• **Problem statement**: Copy the records starting at the beginning and ending with the line that contains "52 37 L 109", and substitute "image" for each "photo" while leaving everything else unchanged. Give back only those lines, without the pictures.
---
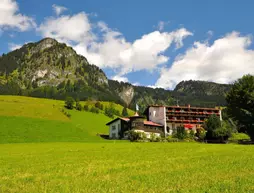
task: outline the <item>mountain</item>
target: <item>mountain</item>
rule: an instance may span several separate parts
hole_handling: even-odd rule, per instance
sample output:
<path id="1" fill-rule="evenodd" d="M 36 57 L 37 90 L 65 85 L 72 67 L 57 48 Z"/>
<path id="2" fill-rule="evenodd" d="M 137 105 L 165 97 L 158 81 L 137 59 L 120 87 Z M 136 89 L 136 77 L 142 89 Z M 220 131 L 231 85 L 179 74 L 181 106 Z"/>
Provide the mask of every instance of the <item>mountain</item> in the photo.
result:
<path id="1" fill-rule="evenodd" d="M 174 91 L 197 96 L 225 95 L 231 88 L 228 84 L 218 84 L 208 81 L 182 81 L 176 85 Z"/>
<path id="2" fill-rule="evenodd" d="M 66 44 L 45 38 L 0 57 L 0 94 L 112 101 L 142 112 L 147 105 L 225 105 L 226 85 L 181 82 L 174 91 L 133 86 L 105 73 Z M 201 86 L 202 85 L 202 86 Z M 202 88 L 202 89 L 200 89 Z M 220 92 L 223 91 L 223 92 Z M 219 93 L 219 94 L 218 94 Z"/>
<path id="3" fill-rule="evenodd" d="M 89 65 L 86 58 L 77 55 L 71 47 L 51 38 L 26 44 L 0 57 L 0 75 L 15 76 L 15 73 L 22 88 L 29 87 L 31 82 L 38 86 L 57 86 L 67 79 L 108 84 L 102 70 Z"/>

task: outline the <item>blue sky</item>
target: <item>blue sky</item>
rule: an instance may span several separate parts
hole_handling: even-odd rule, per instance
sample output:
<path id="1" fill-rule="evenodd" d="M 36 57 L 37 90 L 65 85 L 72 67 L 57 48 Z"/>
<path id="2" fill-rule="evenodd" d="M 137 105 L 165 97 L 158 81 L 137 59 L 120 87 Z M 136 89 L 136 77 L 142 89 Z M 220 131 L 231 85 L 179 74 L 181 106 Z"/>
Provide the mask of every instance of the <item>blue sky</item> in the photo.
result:
<path id="1" fill-rule="evenodd" d="M 254 2 L 1 0 L 0 53 L 52 37 L 109 78 L 173 89 L 254 73 Z"/>

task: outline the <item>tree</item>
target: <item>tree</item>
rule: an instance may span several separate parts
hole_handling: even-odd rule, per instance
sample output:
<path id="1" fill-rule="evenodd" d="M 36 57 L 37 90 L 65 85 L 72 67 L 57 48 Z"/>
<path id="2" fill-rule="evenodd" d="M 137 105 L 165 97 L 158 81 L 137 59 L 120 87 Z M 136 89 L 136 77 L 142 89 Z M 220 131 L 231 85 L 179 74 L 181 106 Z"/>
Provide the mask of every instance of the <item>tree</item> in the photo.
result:
<path id="1" fill-rule="evenodd" d="M 123 108 L 122 116 L 123 116 L 123 117 L 127 117 L 127 116 L 128 116 L 128 111 L 127 111 L 127 108 L 126 108 L 126 107 Z"/>
<path id="2" fill-rule="evenodd" d="M 204 128 L 206 132 L 206 139 L 214 139 L 214 131 L 221 126 L 220 118 L 216 115 L 210 115 L 207 120 L 205 120 Z"/>
<path id="3" fill-rule="evenodd" d="M 254 76 L 238 79 L 226 96 L 227 112 L 254 140 Z"/>
<path id="4" fill-rule="evenodd" d="M 73 109 L 75 100 L 72 97 L 67 97 L 65 100 L 65 107 L 67 109 Z"/>

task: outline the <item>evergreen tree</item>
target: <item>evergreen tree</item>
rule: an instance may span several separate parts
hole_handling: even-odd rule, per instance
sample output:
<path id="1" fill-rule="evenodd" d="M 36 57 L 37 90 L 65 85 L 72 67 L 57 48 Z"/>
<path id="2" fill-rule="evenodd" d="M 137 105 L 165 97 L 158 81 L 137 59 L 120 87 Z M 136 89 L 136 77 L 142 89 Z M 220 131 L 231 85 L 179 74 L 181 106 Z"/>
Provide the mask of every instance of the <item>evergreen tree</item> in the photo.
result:
<path id="1" fill-rule="evenodd" d="M 123 117 L 127 117 L 127 116 L 128 116 L 128 111 L 127 111 L 127 108 L 126 108 L 126 107 L 123 108 L 122 116 L 123 116 Z"/>

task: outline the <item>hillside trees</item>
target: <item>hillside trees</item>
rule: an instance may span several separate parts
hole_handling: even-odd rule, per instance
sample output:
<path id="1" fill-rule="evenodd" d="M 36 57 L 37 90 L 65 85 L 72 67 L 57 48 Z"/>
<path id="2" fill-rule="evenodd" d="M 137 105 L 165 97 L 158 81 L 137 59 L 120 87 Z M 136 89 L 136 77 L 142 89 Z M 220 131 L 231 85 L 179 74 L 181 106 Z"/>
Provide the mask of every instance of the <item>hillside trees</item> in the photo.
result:
<path id="1" fill-rule="evenodd" d="M 254 140 L 254 76 L 238 79 L 226 96 L 228 114 Z"/>

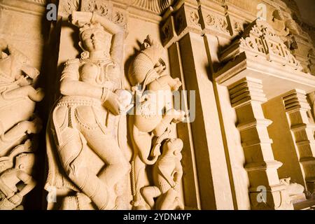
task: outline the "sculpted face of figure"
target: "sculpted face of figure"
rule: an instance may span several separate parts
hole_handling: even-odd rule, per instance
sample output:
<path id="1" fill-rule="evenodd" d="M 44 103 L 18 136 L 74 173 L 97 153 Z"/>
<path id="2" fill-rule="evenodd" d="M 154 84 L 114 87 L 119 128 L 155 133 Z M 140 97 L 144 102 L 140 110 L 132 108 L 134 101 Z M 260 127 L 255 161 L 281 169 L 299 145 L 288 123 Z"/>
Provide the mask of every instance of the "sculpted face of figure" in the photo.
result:
<path id="1" fill-rule="evenodd" d="M 90 52 L 104 51 L 109 53 L 111 35 L 99 24 L 85 25 L 80 29 L 83 48 Z"/>

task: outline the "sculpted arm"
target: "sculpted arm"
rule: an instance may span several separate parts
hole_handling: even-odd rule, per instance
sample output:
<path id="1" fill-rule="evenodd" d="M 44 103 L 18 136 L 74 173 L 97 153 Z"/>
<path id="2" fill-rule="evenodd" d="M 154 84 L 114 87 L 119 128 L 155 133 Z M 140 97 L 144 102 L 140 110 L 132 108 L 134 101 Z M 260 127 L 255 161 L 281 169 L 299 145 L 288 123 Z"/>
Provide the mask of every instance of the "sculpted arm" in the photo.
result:
<path id="1" fill-rule="evenodd" d="M 112 59 L 119 65 L 121 65 L 125 33 L 122 28 L 115 24 L 107 18 L 100 16 L 96 13 L 87 12 L 74 12 L 72 13 L 72 23 L 77 25 L 82 25 L 84 23 L 99 23 L 107 31 L 113 34 L 112 44 L 111 47 L 111 56 Z"/>
<path id="2" fill-rule="evenodd" d="M 88 97 L 100 99 L 114 115 L 120 113 L 120 103 L 117 94 L 106 88 L 97 87 L 80 80 L 78 59 L 69 61 L 62 72 L 60 92 L 64 96 Z"/>
<path id="3" fill-rule="evenodd" d="M 60 83 L 61 94 L 65 96 L 83 96 L 101 99 L 103 90 L 79 80 L 78 59 L 68 61 L 62 72 Z"/>

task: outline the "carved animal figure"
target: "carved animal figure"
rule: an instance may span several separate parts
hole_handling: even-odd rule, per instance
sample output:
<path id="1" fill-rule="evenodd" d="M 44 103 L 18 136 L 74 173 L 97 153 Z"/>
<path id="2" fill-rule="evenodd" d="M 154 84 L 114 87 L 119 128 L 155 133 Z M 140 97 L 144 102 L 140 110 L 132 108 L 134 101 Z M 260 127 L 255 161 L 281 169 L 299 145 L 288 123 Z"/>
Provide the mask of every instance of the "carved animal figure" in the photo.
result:
<path id="1" fill-rule="evenodd" d="M 14 167 L 8 169 L 8 163 L 11 163 L 11 158 L 16 152 L 28 151 L 29 146 L 26 144 L 15 148 L 15 153 L 10 155 L 7 161 L 1 158 L 0 165 L 6 167 L 6 170 L 0 175 L 0 210 L 23 209 L 20 206 L 24 196 L 34 189 L 36 181 L 32 178 L 32 170 L 35 155 L 33 153 L 20 153 L 15 158 Z M 7 162 L 6 163 L 6 162 Z M 23 183 L 21 186 L 20 183 Z"/>
<path id="2" fill-rule="evenodd" d="M 20 144 L 26 134 L 41 129 L 33 115 L 36 102 L 44 97 L 42 89 L 32 85 L 38 74 L 26 56 L 0 40 L 0 156 Z M 28 121 L 31 118 L 33 121 Z"/>
<path id="3" fill-rule="evenodd" d="M 181 83 L 178 78 L 163 74 L 165 69 L 161 59 L 163 48 L 148 35 L 142 49 L 130 65 L 128 74 L 136 91 L 135 115 L 130 116 L 130 128 L 134 146 L 132 172 L 134 206 L 138 209 L 142 208 L 139 189 L 144 179 L 146 165 L 157 161 L 160 155 L 160 144 L 168 138 L 171 124 L 185 118 L 185 112 L 176 111 L 172 106 L 172 92 L 177 90 Z M 136 88 L 139 85 L 141 90 Z M 155 137 L 153 144 L 153 136 Z M 150 155 L 152 158 L 149 158 Z"/>
<path id="4" fill-rule="evenodd" d="M 183 141 L 179 139 L 169 139 L 164 144 L 162 154 L 153 167 L 155 186 L 144 187 L 141 190 L 150 209 L 184 209 L 178 198 L 179 185 L 183 176 L 181 164 L 182 148 Z M 158 197 L 155 203 L 154 198 Z"/>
---
• **Completed task**:
task: outline the <item>mountain</item>
target: <item>mountain</item>
rule: an instance may span several separate parts
hole_handling: even-odd rule, per instance
sample output:
<path id="1" fill-rule="evenodd" d="M 36 57 L 37 90 L 65 85 L 72 67 L 57 48 Z"/>
<path id="2" fill-rule="evenodd" d="M 137 105 L 165 97 L 158 81 L 137 59 L 120 87 Z M 136 89 L 136 77 L 142 89 Z M 220 131 L 231 85 L 179 74 L 181 106 Z"/>
Provide the mask of every instance of the <item>mountain</item> in the image.
result:
<path id="1" fill-rule="evenodd" d="M 174 91 L 197 96 L 225 95 L 231 88 L 228 84 L 218 84 L 208 81 L 182 81 L 176 85 Z"/>
<path id="2" fill-rule="evenodd" d="M 66 44 L 45 38 L 0 57 L 0 94 L 112 101 L 142 112 L 147 105 L 225 105 L 226 85 L 181 82 L 174 91 L 133 86 L 105 73 Z M 201 86 L 202 85 L 202 86 Z M 202 88 L 202 89 L 200 89 Z M 220 92 L 223 91 L 223 92 Z M 219 93 L 219 94 L 218 94 Z"/>
<path id="3" fill-rule="evenodd" d="M 89 65 L 86 58 L 77 55 L 71 47 L 51 38 L 26 44 L 0 57 L 0 75 L 15 76 L 15 73 L 22 88 L 29 87 L 31 82 L 38 86 L 57 86 L 67 79 L 108 84 L 102 70 Z"/>

task: outline the <item>blue sky</item>
target: <item>blue sky</item>
rule: an instance may span several separate parts
hole_handling: even-odd rule, per instance
sample output:
<path id="1" fill-rule="evenodd" d="M 36 57 L 37 90 L 65 85 L 72 67 L 57 48 Z"/>
<path id="2" fill-rule="evenodd" d="M 137 105 L 165 97 L 158 81 L 137 59 L 120 87 Z M 136 89 L 136 77 L 142 89 Z M 220 131 L 231 85 L 179 74 L 181 106 Z"/>
Provide the mask of every instance of the <item>blue sky</item> in the image.
result:
<path id="1" fill-rule="evenodd" d="M 254 2 L 1 0 L 0 53 L 52 37 L 109 78 L 173 89 L 254 73 Z"/>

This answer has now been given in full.